» SELECTED TEXT:
He was a technical AND marketing genius. I do not remember a single person who has had such deep impact over such a sustained period, as Steve Jobs has had, on the state-of-the-art in multiple consumer-facing industries. Personal computing, animation films, portable music players, music and entertainment marketing, smartphones, and hand-held tablet computers – all these are markets which he created, and in which he led his company to success at a level that can only be dreamed of by other companies. He did not make products – he made objects of desire. He changed the ways of working of every industry that he touched.
He
built the first commercially successful personal computer in 1982 –
the Apple II, after first developing the prototype in a garage, along
with another technical genius, Steve Wozniak, whose autobiography is titled iWoz. This was the first commercial computer
to have a mouse and an OS with graphical user interface. For several
years – maybe 10 years, no machine came out on the market with
comparable graphical OS. This probably represents the longest period
of a technical monopoly ever.
He
then went on to build the successors, called Macintosh computers, or
Mac for short, which has been through several avatars.
They became the gold standard for ease of use and stylish looks. Like
every product that Jobs introduced, they were objects of desire, that
sold even though they were usually far more expensive than the
competition.
The
famous story of how he got thrown out of the company he had founded
is too well-known to recount, but genius that he was, he continued to
develop cutting edge technology, in a company appropriately called
NeXT. While the company never did come out with a commercial launch,
several technologies developed there were incorporated into later
versions of the Mac OS and other products. During that phase when he
had nothing to do with Apple, he also bought and spent time on building a young startup company called Pixar Animation, where he learnt and
taught the world how to to
create full-length ultra-realistic 3D animation feature films using
cutting edge computing
technologies that his company
used, as well as nifty software that it developed for internal use.
The only other company that had successfully made animation films
before, Disney, had made 2D films. Toy Story, Pixar's first film, was a blockbuster hit
heralded a new genre in personal entertainment. It
was inevitable that Disney and Pixar would merge, especially after
Apple Inc reclaimed Jobs as its own. However,
the success of Pixar and the deal with Disney made Jobs wealthy
independent of Apple – an important factor that allowed him to
dictate his own terms when he came back. Apple had become a basket
case in the nearly 10 years that it ran without Jobs – to the extent that Jobs got
arch rivals Microsoft into the company to continue to make Office for the Mac, and also a significant stake in Apple. This horrified Apple loyalists, and people felt that Microsoft had bought into Apple at a throwaway
price, that allowed Apple to raise some much needed money and to stay
alive, something that Microsoft also needed to defend themselves against charges of monopolistic behaviour. The reality was that Microsoft needed Apple to be alive, not
kicking. But he had not contended with Jobs' steely determination to reinvent Apple.

» WORK ORDER A: In the piece on Steve Jobs, what was Pixar's first film?
» WORK ORDER B: Continue the piece on Steve Jobs from the point where it stops.

» RECORD SET:
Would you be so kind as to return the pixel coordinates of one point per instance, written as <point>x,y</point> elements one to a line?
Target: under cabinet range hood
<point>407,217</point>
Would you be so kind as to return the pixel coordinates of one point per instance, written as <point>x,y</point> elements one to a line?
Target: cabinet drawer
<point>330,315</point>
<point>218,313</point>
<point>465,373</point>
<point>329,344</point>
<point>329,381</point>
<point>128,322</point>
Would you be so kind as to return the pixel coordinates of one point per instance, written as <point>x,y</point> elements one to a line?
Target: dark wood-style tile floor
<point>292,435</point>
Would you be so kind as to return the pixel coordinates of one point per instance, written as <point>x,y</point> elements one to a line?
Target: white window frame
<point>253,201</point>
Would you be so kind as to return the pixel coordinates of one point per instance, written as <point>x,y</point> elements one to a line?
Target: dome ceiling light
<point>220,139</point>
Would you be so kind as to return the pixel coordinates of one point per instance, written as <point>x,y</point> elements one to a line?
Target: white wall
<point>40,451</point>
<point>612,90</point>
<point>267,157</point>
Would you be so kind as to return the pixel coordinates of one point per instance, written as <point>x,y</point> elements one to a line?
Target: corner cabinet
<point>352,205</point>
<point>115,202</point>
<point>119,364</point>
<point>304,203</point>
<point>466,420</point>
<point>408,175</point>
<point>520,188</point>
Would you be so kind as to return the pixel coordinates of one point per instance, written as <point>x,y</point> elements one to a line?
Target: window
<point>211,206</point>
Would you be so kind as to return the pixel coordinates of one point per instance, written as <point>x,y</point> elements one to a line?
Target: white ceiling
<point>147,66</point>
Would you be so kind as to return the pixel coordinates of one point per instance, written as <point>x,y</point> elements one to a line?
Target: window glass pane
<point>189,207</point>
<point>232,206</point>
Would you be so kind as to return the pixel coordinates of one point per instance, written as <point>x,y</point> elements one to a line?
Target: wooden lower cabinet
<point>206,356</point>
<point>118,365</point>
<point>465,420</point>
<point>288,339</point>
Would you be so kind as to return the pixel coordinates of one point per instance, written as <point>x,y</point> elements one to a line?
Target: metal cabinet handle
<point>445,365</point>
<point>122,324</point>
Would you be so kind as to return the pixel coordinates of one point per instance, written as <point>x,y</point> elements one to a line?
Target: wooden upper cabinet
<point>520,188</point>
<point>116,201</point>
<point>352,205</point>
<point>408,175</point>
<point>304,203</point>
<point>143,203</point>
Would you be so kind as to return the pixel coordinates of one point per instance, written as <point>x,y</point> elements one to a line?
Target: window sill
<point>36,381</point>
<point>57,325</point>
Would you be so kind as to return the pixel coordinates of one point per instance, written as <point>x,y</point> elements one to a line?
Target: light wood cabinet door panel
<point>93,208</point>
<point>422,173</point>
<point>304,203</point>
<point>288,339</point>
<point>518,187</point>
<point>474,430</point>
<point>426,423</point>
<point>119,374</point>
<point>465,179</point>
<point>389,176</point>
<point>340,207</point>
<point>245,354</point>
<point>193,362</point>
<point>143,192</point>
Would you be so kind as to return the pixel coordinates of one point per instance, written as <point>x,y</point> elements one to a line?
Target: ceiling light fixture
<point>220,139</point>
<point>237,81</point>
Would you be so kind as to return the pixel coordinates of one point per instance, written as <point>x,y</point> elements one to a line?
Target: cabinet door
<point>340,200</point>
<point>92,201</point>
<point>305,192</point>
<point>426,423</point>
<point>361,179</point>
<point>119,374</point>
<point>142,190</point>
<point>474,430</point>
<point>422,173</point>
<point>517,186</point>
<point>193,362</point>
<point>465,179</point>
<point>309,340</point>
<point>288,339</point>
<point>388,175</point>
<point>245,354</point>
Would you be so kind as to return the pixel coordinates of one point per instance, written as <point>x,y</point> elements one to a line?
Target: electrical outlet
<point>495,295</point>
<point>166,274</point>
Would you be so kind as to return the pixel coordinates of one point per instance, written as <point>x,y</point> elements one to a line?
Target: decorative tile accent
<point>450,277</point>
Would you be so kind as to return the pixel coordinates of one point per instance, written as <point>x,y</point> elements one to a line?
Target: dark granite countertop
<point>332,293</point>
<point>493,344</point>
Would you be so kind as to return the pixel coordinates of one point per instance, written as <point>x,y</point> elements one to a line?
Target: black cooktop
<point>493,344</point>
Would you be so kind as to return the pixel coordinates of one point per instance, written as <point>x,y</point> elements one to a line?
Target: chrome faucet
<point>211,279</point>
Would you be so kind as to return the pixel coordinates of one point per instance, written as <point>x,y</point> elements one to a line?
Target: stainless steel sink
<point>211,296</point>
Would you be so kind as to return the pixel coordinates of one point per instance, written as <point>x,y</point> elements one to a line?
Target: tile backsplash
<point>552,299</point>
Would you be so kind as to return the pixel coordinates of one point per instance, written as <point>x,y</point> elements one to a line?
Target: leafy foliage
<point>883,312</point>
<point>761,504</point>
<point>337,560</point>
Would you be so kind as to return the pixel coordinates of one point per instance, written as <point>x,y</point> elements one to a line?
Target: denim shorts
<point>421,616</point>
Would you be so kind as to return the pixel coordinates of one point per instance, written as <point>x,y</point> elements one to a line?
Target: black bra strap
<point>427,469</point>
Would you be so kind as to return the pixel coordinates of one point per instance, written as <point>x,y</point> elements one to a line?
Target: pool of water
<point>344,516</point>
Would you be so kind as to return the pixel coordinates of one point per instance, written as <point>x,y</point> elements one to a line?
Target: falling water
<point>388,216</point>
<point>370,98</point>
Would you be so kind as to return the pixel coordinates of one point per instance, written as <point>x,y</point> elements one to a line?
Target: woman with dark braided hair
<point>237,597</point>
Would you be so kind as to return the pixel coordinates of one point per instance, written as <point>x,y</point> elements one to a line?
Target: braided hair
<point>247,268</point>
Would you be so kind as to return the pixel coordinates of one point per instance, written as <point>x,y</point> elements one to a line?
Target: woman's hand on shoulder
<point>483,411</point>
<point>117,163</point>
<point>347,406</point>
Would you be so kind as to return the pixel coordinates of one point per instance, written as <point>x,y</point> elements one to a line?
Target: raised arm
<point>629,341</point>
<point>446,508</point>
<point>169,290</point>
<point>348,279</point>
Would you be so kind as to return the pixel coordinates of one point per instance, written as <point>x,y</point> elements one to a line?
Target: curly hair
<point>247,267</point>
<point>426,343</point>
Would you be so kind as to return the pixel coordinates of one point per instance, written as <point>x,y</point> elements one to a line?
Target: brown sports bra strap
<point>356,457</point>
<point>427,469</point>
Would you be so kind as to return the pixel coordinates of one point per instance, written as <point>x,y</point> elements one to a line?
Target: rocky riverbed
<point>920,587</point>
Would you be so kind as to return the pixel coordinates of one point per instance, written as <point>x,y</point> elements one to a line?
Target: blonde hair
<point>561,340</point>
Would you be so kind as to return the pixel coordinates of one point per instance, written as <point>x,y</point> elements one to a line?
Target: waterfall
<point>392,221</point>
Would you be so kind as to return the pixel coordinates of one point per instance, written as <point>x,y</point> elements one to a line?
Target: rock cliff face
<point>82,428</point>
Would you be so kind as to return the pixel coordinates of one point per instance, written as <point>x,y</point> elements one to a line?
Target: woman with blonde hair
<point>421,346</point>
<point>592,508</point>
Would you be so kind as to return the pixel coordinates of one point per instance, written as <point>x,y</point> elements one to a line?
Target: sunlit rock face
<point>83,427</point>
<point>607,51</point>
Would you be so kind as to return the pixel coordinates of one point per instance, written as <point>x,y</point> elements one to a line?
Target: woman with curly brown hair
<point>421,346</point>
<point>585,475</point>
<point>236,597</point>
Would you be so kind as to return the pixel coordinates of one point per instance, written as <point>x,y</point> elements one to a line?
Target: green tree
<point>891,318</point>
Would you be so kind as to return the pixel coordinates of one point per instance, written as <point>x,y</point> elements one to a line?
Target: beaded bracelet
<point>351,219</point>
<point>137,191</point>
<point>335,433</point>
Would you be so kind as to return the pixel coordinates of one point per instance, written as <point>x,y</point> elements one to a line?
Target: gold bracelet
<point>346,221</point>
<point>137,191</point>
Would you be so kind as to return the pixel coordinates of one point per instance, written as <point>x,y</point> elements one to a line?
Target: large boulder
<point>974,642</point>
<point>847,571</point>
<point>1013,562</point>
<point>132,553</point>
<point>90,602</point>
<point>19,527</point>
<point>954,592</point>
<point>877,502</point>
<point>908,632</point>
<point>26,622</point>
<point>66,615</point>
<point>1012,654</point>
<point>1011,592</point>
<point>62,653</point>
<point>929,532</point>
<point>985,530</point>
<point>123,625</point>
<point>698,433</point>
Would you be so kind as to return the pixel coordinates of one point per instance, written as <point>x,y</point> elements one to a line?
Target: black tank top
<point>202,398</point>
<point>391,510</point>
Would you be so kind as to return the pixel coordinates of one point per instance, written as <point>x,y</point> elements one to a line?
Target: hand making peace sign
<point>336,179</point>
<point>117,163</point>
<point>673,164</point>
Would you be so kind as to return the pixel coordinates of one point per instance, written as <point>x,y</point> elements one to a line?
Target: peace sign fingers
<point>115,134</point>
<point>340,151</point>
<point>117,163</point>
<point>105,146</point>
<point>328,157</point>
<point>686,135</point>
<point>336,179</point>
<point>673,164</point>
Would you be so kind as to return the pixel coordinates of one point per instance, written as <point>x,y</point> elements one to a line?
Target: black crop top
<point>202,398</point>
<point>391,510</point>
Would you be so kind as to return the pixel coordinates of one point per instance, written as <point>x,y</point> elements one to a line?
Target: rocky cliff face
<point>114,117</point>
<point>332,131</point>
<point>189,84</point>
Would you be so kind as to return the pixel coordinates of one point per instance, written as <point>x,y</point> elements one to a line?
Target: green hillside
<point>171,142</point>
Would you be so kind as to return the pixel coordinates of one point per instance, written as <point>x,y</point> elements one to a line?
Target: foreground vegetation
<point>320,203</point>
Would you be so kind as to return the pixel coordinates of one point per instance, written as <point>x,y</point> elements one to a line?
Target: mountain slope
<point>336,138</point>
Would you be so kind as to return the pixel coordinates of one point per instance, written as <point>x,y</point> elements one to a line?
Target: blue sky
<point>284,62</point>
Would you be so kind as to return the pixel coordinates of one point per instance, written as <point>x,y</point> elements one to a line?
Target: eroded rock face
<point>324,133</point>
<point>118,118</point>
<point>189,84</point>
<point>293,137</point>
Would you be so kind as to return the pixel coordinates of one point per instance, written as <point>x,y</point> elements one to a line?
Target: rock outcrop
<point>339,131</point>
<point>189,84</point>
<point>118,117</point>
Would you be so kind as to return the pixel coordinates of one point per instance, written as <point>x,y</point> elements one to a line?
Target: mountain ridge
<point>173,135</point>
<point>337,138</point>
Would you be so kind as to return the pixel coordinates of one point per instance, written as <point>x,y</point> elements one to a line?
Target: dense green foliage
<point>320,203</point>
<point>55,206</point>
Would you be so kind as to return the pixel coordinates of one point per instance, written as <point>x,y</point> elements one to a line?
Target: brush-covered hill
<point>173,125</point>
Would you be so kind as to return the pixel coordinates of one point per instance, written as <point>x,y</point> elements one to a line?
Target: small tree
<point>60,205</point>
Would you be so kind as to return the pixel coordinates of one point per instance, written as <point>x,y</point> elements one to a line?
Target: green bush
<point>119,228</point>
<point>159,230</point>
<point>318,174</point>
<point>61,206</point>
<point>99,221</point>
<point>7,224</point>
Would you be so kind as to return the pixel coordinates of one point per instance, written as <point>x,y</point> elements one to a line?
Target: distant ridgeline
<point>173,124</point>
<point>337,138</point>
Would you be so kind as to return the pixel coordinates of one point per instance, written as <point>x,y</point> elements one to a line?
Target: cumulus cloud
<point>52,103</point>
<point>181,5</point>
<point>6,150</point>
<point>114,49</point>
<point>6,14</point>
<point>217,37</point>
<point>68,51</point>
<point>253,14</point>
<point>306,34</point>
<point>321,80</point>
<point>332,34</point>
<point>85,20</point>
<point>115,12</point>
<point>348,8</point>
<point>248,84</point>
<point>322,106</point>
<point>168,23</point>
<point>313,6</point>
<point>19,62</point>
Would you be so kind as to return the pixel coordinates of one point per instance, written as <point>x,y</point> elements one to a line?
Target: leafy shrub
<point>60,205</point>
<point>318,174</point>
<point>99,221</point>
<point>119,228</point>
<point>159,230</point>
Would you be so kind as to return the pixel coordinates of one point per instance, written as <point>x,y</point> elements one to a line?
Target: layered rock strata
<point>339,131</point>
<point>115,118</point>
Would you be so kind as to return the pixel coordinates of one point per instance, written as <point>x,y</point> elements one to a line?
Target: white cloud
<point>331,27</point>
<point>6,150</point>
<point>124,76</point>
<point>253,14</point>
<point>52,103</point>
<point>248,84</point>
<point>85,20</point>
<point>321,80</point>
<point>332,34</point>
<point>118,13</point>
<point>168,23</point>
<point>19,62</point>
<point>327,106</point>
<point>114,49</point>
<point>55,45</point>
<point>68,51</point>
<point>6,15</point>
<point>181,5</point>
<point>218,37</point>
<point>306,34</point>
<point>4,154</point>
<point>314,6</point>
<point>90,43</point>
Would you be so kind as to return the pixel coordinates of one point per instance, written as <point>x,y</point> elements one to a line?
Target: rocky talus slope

» EXERCISE ANSWER A: Toy Story

» EXERCISE ANSWER B:
Jobs'
speech at Stanford's
commencement, Stay
Hungry, Stay Foolish, is
an all-time classic with
advice for anyone who aspires
to be a creative success. It
is a story of persistence and resilience, along with curiosity and
willingness to question the weight of collective wisdom. It
is something that every young person on the threshold of a career
would be well advised to read and internalise.
Jobs'
second innings with Apple has been even more exciting than the first,
by almost any measure. He revived a moribund company to become the
most valuable company on
Earth by market capitalisation and profits. Jobs has left behind a
company that has more liquid cash resources than the US Government.
It sits on the largest cash pile in the world of any manufacturing
company. It may be surpassed probably only by Berkshire Hathaway,
which is mainly an investment company.
Jobs'
second innings
at Apple began
with the i-Mac
– with transparent
plastic-encased monitors, computers and peripherals, not much
functional difference, but great looks that evoked gasps at first sight made it the first hit
product that gave Apple its second wind. Thereafter, there has been
no looking back. i-Pods,i-Tunes,
i-Stores,
i-Phones,
i-Pads,
and the yet unheralded i-Cloud
have all followed in
monotonous succession; each redefining rules of the marketplace, and
creating new standards to such an extent that Apple blazes the trail,
and the entire world simply plays catch-up. It seemed as if Apple was
unstoppable – till, cruelly, cancer took hold of Jobs. He battled
on for a few years, but all the medical knowledge of humankind
could not extend the life of this great man.
I
don't envy Tim Cook – while he has been Jobs' close aide and
confidante for several years, and been the de facto day-to-day head at Apple for a long time, stepping into Jobs' shoes won't
be comfortable – he will feel like a pygmy wearing three-league
boots. The world will keep comparing him with Jobs. Like the
i-Phone's latest
version (4S) released a couple of days back, even though it has almost all-new
innards, looks no different from the earlier version. Early reports suggest that Apple loyalists seem to be disappointed – quite possibly because it was the first product in more than
a decade to be launched without Jobs' involvement, either at the
launch or in its making.
Steve
Jobs, RiP.
A great tribute to the world's most creative genius.